* Problem requirements
Copy out, unchanged, every line from the start of the records to the line that contains "each like (155,663).", and stop there.

* Point-per-instance localization data

:::

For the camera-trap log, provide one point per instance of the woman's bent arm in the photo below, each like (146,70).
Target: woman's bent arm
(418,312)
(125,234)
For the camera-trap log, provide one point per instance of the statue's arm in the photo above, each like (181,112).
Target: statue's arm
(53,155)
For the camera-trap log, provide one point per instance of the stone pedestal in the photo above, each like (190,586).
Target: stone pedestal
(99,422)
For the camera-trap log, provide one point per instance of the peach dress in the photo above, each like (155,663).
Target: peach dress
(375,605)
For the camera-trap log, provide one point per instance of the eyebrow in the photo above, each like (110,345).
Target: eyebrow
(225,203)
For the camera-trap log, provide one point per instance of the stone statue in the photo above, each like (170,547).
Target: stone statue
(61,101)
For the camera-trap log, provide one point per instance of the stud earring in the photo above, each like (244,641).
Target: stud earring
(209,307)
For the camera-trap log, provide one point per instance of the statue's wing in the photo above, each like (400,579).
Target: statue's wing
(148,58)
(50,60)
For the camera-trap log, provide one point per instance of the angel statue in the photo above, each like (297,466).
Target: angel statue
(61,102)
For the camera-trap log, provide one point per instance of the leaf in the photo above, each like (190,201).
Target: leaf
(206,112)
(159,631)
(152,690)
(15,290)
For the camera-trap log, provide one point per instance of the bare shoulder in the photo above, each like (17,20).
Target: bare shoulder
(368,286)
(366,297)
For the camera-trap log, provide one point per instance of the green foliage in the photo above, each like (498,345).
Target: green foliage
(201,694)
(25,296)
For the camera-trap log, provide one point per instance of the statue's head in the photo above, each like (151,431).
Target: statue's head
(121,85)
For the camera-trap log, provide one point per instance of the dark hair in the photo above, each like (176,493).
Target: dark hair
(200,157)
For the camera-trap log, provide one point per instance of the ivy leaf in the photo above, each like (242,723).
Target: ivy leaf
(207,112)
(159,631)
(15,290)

:::

* Solved problem
For the camera-trap log, provide one point per instance of the woman's bent arm in the photo below, each like (146,70).
Target: woman's bent arm
(418,312)
(125,234)
For the camera-trap log, provide one point per instance of the statue's arm in the photo above, each like (181,112).
Target: statue's arm
(53,155)
For the camera-trap log, provide one point per instance of the stone pedestal in the photo above, each like (190,586).
Target: stone pedestal
(99,422)
For the camera-trap log, provide one point per instance of the peach dress in the photo above, each like (155,663).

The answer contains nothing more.